Stored items from a collection:
=== Begin Enclosure ===

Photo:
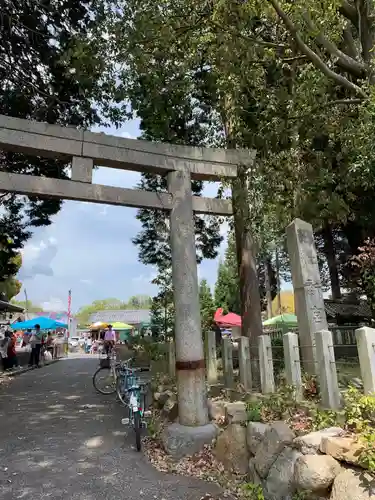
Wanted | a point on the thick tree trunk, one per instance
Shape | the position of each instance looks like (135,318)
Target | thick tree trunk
(279,305)
(329,251)
(267,283)
(248,277)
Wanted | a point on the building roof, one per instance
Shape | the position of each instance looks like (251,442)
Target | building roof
(130,316)
(347,309)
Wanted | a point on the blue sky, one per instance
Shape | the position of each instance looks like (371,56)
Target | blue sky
(88,249)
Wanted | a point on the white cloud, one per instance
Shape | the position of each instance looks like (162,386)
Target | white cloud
(86,282)
(54,304)
(126,135)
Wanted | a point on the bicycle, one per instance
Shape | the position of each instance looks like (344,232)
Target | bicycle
(108,370)
(132,394)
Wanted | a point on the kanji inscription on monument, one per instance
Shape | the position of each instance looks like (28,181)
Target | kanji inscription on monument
(308,295)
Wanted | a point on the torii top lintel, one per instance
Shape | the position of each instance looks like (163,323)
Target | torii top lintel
(38,138)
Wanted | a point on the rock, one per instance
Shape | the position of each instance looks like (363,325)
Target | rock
(357,382)
(180,440)
(170,409)
(231,449)
(315,472)
(279,484)
(162,397)
(235,413)
(309,443)
(345,449)
(275,439)
(216,410)
(253,475)
(255,434)
(353,485)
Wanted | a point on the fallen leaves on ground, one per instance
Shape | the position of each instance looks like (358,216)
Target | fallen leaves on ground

=== End Enclosure ===

**Task item:** Looking at the data above, return every line from the one with "Shape | the position of each instance looks like (28,181)" down to the one with "Shape | the position of each instance looks like (163,323)", exactly and inclusively.

**Response:**
Shape | the position of each instance looks like (28,181)
Target | kanji inscription on monument
(308,295)
Wanted | a point on the torii top lintel, one per instance
Shape | the position of each instance looks like (163,323)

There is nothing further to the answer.